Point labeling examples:
»»

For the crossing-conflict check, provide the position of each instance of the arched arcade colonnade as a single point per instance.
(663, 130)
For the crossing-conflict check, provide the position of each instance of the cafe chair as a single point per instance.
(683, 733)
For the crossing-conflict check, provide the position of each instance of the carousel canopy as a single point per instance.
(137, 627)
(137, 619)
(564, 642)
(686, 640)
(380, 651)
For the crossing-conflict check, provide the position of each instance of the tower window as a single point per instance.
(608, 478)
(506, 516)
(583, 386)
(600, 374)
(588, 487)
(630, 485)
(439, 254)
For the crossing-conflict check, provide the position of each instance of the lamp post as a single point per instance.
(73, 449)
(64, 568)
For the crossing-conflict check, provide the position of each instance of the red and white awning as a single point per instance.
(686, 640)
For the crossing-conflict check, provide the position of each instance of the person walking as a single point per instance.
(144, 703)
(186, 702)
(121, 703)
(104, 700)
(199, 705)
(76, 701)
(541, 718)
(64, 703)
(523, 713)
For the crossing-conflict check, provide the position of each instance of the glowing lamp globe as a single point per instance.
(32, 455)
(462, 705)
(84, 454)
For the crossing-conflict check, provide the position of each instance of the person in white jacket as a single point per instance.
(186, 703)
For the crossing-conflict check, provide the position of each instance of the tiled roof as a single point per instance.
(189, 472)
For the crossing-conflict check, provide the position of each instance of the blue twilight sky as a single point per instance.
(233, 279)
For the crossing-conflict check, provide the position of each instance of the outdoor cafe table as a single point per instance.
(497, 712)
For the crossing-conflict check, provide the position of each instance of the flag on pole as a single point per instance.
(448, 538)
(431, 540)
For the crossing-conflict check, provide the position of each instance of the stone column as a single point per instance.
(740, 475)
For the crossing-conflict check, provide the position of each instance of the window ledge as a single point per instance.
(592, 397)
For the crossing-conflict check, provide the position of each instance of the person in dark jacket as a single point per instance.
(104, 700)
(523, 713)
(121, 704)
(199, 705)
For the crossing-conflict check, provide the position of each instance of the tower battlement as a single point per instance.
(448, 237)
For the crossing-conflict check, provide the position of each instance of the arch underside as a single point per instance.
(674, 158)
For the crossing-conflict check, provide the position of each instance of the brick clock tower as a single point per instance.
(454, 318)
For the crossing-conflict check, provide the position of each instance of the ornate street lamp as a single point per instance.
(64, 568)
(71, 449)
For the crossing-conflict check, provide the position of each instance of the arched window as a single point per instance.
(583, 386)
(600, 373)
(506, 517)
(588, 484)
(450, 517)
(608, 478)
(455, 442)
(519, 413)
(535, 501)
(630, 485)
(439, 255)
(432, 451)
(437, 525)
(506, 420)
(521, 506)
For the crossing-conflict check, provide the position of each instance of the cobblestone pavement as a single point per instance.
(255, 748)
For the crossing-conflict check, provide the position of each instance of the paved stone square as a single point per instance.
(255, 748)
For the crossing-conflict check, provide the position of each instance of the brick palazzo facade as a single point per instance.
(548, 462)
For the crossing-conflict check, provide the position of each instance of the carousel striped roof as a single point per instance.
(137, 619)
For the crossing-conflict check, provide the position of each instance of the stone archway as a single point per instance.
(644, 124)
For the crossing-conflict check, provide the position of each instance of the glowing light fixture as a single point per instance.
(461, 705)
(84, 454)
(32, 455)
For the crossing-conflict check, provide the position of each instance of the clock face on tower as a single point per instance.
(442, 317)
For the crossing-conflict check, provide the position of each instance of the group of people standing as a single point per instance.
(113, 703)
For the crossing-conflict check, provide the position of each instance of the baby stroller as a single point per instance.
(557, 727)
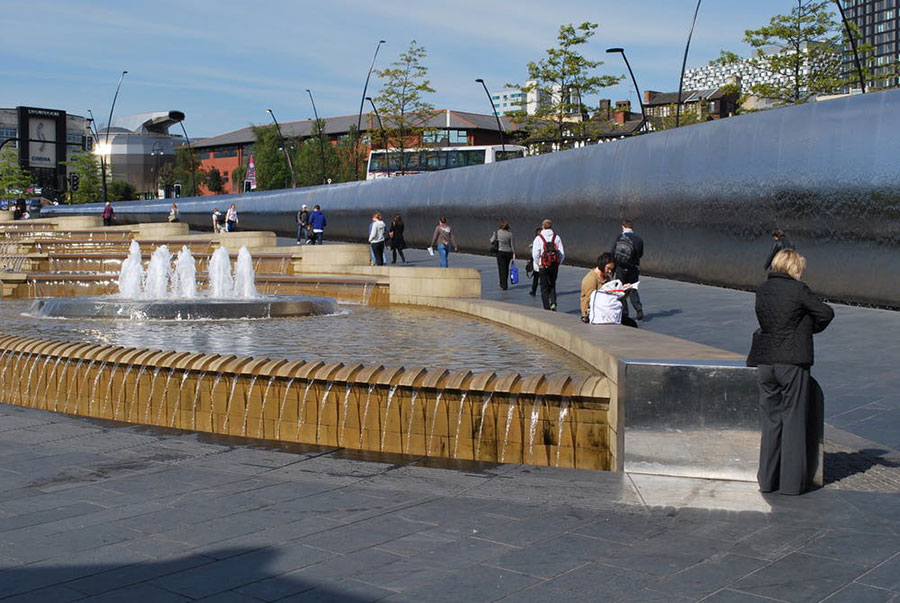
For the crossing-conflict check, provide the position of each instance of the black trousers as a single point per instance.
(783, 405)
(628, 276)
(378, 251)
(503, 260)
(548, 286)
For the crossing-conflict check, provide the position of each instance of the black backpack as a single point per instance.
(550, 254)
(623, 252)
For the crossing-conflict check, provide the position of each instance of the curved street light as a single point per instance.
(683, 66)
(287, 156)
(359, 118)
(320, 128)
(106, 139)
(496, 115)
(634, 81)
(862, 79)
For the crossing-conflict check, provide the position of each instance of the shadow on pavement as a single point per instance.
(841, 465)
(220, 572)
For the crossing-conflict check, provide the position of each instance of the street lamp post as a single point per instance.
(862, 79)
(287, 156)
(683, 66)
(106, 140)
(319, 128)
(634, 81)
(359, 118)
(496, 115)
(190, 155)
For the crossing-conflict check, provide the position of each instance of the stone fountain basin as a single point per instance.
(106, 307)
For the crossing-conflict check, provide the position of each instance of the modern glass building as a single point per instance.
(879, 24)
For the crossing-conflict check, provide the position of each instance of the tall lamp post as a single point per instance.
(496, 116)
(683, 66)
(190, 155)
(634, 81)
(106, 139)
(287, 156)
(862, 79)
(359, 118)
(319, 128)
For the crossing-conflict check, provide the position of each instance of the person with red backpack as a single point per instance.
(547, 253)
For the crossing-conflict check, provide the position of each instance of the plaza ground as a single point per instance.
(107, 512)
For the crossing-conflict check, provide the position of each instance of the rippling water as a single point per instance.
(389, 336)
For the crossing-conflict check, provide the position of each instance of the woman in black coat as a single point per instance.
(395, 235)
(788, 314)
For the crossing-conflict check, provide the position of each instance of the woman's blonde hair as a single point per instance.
(789, 262)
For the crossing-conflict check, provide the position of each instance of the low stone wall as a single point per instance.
(553, 420)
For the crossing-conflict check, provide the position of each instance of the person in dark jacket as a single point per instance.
(506, 252)
(627, 252)
(788, 314)
(398, 243)
(780, 242)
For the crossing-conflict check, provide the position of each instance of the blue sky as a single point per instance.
(223, 62)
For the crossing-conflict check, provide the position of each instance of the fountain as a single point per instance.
(166, 293)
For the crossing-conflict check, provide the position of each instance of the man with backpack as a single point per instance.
(627, 252)
(547, 253)
(302, 224)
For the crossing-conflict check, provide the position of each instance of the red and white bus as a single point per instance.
(386, 163)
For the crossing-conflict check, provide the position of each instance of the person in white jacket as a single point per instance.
(376, 239)
(547, 253)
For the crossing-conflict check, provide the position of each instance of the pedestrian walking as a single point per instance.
(506, 251)
(444, 239)
(547, 253)
(218, 220)
(532, 270)
(398, 243)
(376, 238)
(109, 214)
(627, 252)
(782, 349)
(231, 219)
(302, 224)
(317, 223)
(780, 242)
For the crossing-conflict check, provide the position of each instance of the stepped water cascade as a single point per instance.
(171, 291)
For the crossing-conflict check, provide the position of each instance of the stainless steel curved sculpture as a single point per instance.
(704, 197)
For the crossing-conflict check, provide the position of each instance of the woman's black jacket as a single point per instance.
(788, 315)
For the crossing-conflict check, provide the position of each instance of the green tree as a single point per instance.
(271, 168)
(90, 186)
(402, 99)
(214, 181)
(809, 62)
(188, 172)
(562, 81)
(120, 190)
(13, 179)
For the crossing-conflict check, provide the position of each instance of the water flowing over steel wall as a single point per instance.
(704, 197)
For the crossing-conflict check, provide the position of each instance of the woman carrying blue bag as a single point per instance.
(506, 253)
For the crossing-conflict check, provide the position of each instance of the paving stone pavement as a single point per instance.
(109, 512)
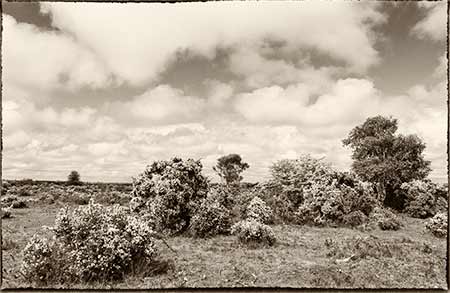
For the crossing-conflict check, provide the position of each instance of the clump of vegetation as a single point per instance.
(6, 213)
(438, 225)
(229, 168)
(173, 191)
(212, 218)
(386, 219)
(73, 178)
(19, 204)
(253, 233)
(386, 159)
(90, 243)
(336, 203)
(421, 198)
(259, 211)
(284, 191)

««

• [What you will do]: Copy the material above in full and exactly, skipping pictures.

• [Correct output]:
For the crossing-conflict check, provide the position of each instance of the arched arcade colonnade as a single point per instance.
(663, 130)
For the crossing-conflict check, provide the position of each instance of the cafe chair as a single point per instance.
(683, 733)
For the crossing-conflict check, provide the position of each instance of the carousel canopy as a single point per instance.
(137, 627)
(137, 619)
(564, 642)
(686, 640)
(380, 651)
For the crossing-conflict check, provide the position of each instance of the tower window as a single point per instance.
(608, 478)
(506, 516)
(583, 386)
(600, 374)
(588, 487)
(630, 485)
(439, 254)
For the crossing-conflict check, provide the position of each instance of the lamp post as a single point per instance.
(73, 449)
(64, 568)
For the crossing-conflict check, provide the position of each instance of the red and white awning as a single point per instance.
(686, 640)
For the crossing-conflict check, provide the position of each instance of the person walking as a single point per instance.
(144, 703)
(186, 702)
(121, 703)
(104, 700)
(199, 705)
(76, 701)
(541, 718)
(64, 703)
(523, 713)
For the crossing-conflict check, provide the position of each instance of the glowing lamp globe as a single point per instance.
(32, 455)
(462, 705)
(84, 454)
For the crossing-conflict check, provide the position of each instance of the person in white jacket as a single point per instance.
(186, 703)
For the crossing-conflict check, provide the position of each instance of the tiled roof as a single point per instance.
(189, 472)
For the crossing-conflict check, provide the position of each instance of the blue twilight sky as a single point per instance.
(233, 279)
For the crossing-conflict check, provide the position of each instance of the outdoor cafe table as a single point per instance.
(497, 712)
For the crossing-conflict check, provide the position of each instance of the flag on pole as a single point per instance.
(448, 538)
(431, 540)
For the crossing-conflict check, provide the position of each instance of the stone column as a single point per instance.
(740, 475)
For the crossing-conflict check, provide the position of each instance of the window ledge as a single point per instance.
(592, 397)
For the crossing-conflict check, provide the position of each instance of the person in dark jacket as a single point per instance.
(104, 700)
(523, 713)
(121, 704)
(199, 705)
For the crossing-conflict check, provide the position of each instance of the tower battlement as a single point per instance.
(448, 237)
For the crossing-conflict check, provide the position of each instance of the arch underside as a single point per instance.
(674, 158)
For the crossing-conflict check, provide the position of each instance of the brick clock tower as a single point per instance.
(454, 318)
For the crossing-conflict check, provide the position of each instance of the ornate street lamp as a single point per instance.
(64, 568)
(71, 449)
For the crossing-conflict check, provide the position of each instance of the arched window as a single point per instance.
(583, 386)
(600, 373)
(506, 517)
(588, 484)
(450, 517)
(608, 478)
(455, 442)
(519, 413)
(535, 501)
(630, 485)
(439, 255)
(432, 451)
(437, 525)
(506, 420)
(521, 506)
For the crossing-conflict check, provide the position of each instance of the cobblestone pavement as a single point per instance.
(255, 748)
For the crossing-conflict check, provide the position of each instance of the paved stone square as a single point per instance.
(255, 748)
For the crossing-conflict check, provide the position of each instance of the brick palazzo facade as a single point per instance.
(548, 462)
For the crossing-conflict check, provide the position of each instance of the carousel striped roof as a single point per instance.
(137, 619)
For the crossing-conflict check, provide the position of each instance of the stone archway as a single point per instance.
(644, 124)
For the crossing-conflict check, provide the position of each instance of the glowing light fixture as a single point per instance.
(461, 705)
(84, 454)
(32, 455)
For the crossing-conflict check, provide the position of each instance of the clock face on tower as a single point per instance.
(442, 317)
For the crossing-conflict check, provide the position of each instance of the group of people standing as a single point per instance.
(113, 703)
For the crossing-conflict check, provide the position of each instance of the baby stroller as a single point per instance.
(557, 727)
For the crossing-conflict check, provide the position of each instance of the black trousers as a single point per instance.
(783, 405)
(628, 276)
(378, 251)
(503, 260)
(548, 286)
For the crossing-conflict check, provide the position of each instance of the black backpack as a single point per instance.
(550, 254)
(623, 252)
For the crossing-conflict check, provide the position of each instance of the curved street light as a single point per instance.
(683, 66)
(287, 156)
(359, 118)
(320, 128)
(106, 139)
(496, 115)
(634, 81)
(862, 79)
For the crossing-conflict check, provide the position of each instance of the shadow on pavement as a single point per instance.
(841, 465)
(220, 572)
For the crossing-conflict check, provide the position of each instance of the street lamp post as a single point per instance.
(862, 79)
(287, 156)
(683, 66)
(106, 140)
(319, 128)
(634, 81)
(359, 118)
(496, 115)
(190, 155)
For the crossing-conflict check, provide the position of each instance of the stone fountain basin as a single point per instance.
(106, 307)
For the crossing-conflict check, provide the position of each instance of the modern glass building as a single point per instance.
(879, 24)
For the crossing-conflict check, provide the position of each instance of the tall lamp post as a single point per instance.
(496, 116)
(683, 66)
(190, 155)
(634, 81)
(106, 139)
(287, 156)
(862, 79)
(359, 118)
(319, 128)
For the crossing-conflict check, provide the position of each instance of the person with red backpack as a single point per instance.
(547, 253)
For the crossing-conflict check, provide the position of each instance of the plaza ground as a single point per instance.
(107, 512)
For the crossing-conflict check, provide the position of each instance of the rippling water as a single point per instance.
(389, 336)
For the crossing-conflict check, provide the position of each instance of the woman in black coat as a single point per instance.
(395, 235)
(788, 314)
For the crossing-conflict check, provide the position of each instance of the woman's blonde hair as a single point per instance.
(789, 262)
For the crossing-conflict check, provide the position of each instance of the low stone wall as a single point per instance.
(553, 420)
For the crossing-conflict check, provide the position of each instance of the person in dark jacket as a single point per instance.
(506, 252)
(627, 252)
(788, 314)
(398, 243)
(780, 242)
For the crossing-conflict check, provide the position of each instance of the blue sky as a single point per instance.
(223, 62)
For the crossing-conflict check, provide the position of each instance of the fountain as a single point per instance.
(166, 293)
For the crossing-conflict check, provide the position of each instance of the man with backpack as a single point per instance.
(627, 252)
(547, 253)
(302, 224)
For the crossing-conflict check, provide the position of each instance of the red and white bus as a single point per instance.
(386, 163)
For the crossing-conflict check, provide the position of each instance of the person in white jacket as a single point per instance.
(376, 239)
(547, 253)
For the crossing-conflict check, provide the position of each instance of the pedestrian walking as a single point per instance.
(506, 251)
(444, 239)
(547, 253)
(218, 220)
(532, 270)
(398, 243)
(376, 238)
(109, 214)
(627, 252)
(782, 349)
(231, 219)
(302, 224)
(317, 223)
(780, 242)
For the crossing-conflict check, provide the position of each instance of the stepped water cascade as a single point per instance.
(171, 291)
For the crossing-conflict check, provide the position of each instance of the stainless steel curved sculpture as a single point per instance.
(704, 197)
For the crossing-conflict check, provide the position of each instance of the woman's black jacket as a single point per instance.
(788, 315)
For the crossing-conflict check, provide the position of each instance of the green tree as a single point per instance.
(271, 168)
(90, 186)
(402, 99)
(214, 181)
(809, 62)
(188, 172)
(562, 81)
(120, 190)
(13, 179)
For the crossing-conflict check, provide the position of each instance of the water flowing over steel wall as a single point per instance.
(704, 197)
For the crossing-conflict check, provide the position of each instance of the woman carrying blue bag as a single point per instance.
(506, 253)
For the crossing-conflict check, provide the position of each instance of the paving stone pavement as a single point per instance.
(109, 512)
For the crossing-conflict check, provide the position of each instance of the clump of vegetation as a single point per instance.
(6, 213)
(438, 225)
(229, 168)
(173, 191)
(212, 218)
(386, 219)
(73, 178)
(19, 204)
(253, 233)
(386, 159)
(90, 243)
(336, 203)
(421, 198)
(259, 211)
(284, 191)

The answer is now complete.